• **SET TASK 1**:
Report how many lines of the entries below contain the word "person". Give only the number.

Hellenic Philotelic Society
- The ΕΦΕ's logo
- Abbreviation: ΕΦΕ
- Formation: 1925; 101 years ago
- Type: Not-for-profit organization
- Purpose: To promote philately in Greece and abroad.
- Headquarters: Akadimias 57, Athens, 10679, Greece
- Field: Philately
- Official language: Greek
- Website: https://hps.gr

= Hellenic Philotelic Society =

Philatelic organisation in Athens

The Hellenic Philotelic Society (formed 1925) is a philatelic organisation in Athens devoted to promoting the philately of Greece and the Greek area.

The society played an important part in the development of philately in Greece. Members of the society wrote the entries on "stamp" and "philately" in the Great Hellenic Encyclopaedia, the Encyclopaedic Lexikon and the Elios Encyclopaedia. The society also established in the Greek language foreign philatelic terms, including philately, watermark, tete-beche and others. The society organised some of the first national and international philatelic exhibitions in Greece and worked with state institutions to establish stamp issuing and destruction policies to protect the reputation of Greek stamps.

==Awards==
In 1975, the society received the Athens Award from the Athens Academy on the occasion of the society's fiftieth anniversary. Since then the society has received several other awards including the Certificate of Appreciation from the Federation of European Philatelic Associations (FEPA), and the AEP Philatelic Press Award from the European Philatelic Academy.

The society gives two awards of its own, the Stephanos Macrymichalos Award and the Hellenic Philotelic Society Medal.

==Journal==
A journal, Philotelia, has been published without interruption since 1924. Philotelia has won and continues to win medals at philatelic exhibitions. It is also available on CD.

• **SET TASK 2**:
Summarize the text on the Hellenic Philotelic Society in two sentences.

• **DATA FOR PROCESSING**:
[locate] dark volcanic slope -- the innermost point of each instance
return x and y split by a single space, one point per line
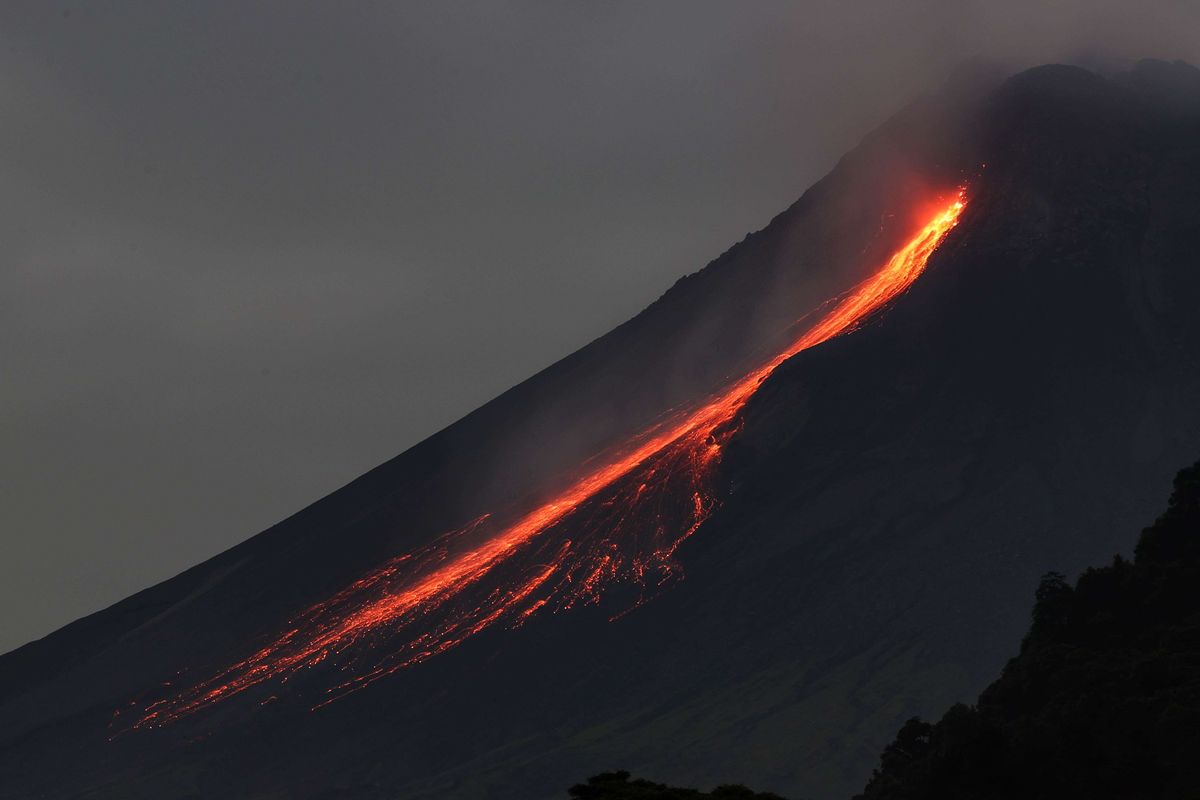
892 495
--
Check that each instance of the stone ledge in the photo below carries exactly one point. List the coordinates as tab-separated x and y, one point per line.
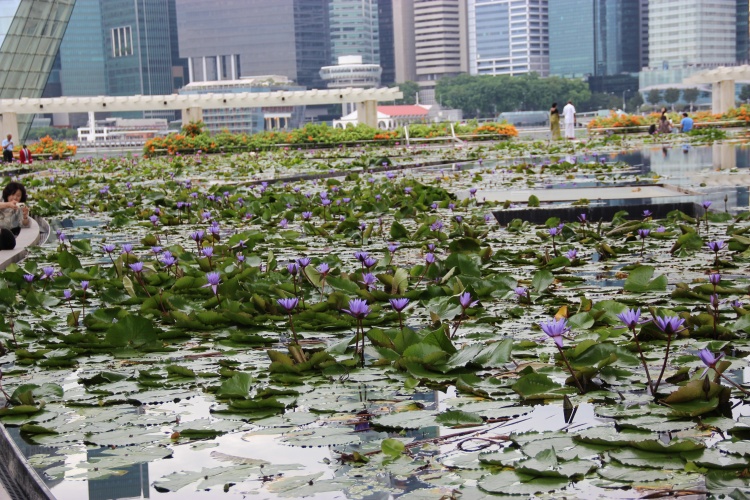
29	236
---
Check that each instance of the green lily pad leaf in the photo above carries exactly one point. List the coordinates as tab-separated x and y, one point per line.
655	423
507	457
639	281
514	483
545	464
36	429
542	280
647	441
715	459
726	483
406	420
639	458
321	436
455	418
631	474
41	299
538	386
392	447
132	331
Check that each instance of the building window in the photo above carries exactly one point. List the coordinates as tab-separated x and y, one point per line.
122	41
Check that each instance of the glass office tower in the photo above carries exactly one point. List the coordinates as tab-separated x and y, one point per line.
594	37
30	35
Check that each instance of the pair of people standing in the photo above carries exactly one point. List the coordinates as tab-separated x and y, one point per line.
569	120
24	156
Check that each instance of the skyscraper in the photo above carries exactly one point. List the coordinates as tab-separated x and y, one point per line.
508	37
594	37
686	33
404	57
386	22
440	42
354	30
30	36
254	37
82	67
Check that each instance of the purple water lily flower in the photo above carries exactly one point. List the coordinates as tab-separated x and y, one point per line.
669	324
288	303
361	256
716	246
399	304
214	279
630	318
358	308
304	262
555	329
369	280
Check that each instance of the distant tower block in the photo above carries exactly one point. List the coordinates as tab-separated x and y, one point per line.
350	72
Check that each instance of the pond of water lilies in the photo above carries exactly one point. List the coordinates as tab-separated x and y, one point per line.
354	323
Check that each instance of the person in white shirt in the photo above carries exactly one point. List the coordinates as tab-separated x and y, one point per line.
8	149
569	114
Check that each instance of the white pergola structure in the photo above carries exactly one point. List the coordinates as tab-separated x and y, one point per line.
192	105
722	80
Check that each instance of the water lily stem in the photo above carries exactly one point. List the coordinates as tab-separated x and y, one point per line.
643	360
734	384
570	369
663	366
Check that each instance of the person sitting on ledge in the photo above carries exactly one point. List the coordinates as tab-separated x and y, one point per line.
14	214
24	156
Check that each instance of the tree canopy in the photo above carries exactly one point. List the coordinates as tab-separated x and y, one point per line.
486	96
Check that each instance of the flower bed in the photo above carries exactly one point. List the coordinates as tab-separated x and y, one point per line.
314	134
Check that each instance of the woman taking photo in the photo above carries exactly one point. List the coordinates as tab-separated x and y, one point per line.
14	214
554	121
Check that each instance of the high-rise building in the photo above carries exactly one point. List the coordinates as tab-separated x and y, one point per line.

• **TASK OUTPUT 1**:
2

• **TASK OUTPUT 2**:
The Hellenic Philotelic Society, formed in 1925, is a philatelic organization in Athens devoted to promoting the philately of Greece and the Greek area. It played an important part in developing philately in Greece, has received and gives its own awards, and has published its journal, Philotelia, without interruption since 1924.